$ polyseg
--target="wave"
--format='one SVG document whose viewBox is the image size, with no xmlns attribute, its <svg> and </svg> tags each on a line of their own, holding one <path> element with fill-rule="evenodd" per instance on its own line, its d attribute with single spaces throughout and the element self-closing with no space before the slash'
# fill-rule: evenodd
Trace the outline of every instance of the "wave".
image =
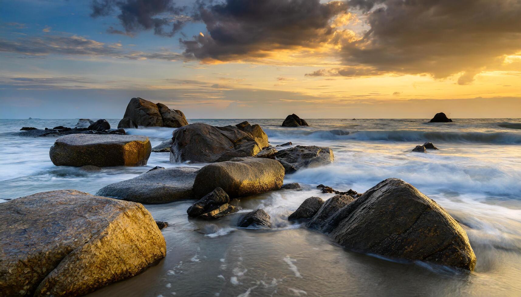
▬▬▬▬▬▬▬▬▬▬
**YOUR OBJECTIVE:** Copy out the text of the items above word for word, leaving out the pictures.

**EXERCISE OUTPUT:**
$ polyseg
--target="wave"
--format='one SVG document whose viewBox is the image size, with no xmlns attribute, its <svg> and </svg> tags each on a line of their own, holding one <path> element with fill-rule="evenodd" per instance on its own line, its d attribute with single spaces throughout and the element self-closing with no space before the slash'
# fill-rule: evenodd
Trace the outline of every instance of the "wave".
image =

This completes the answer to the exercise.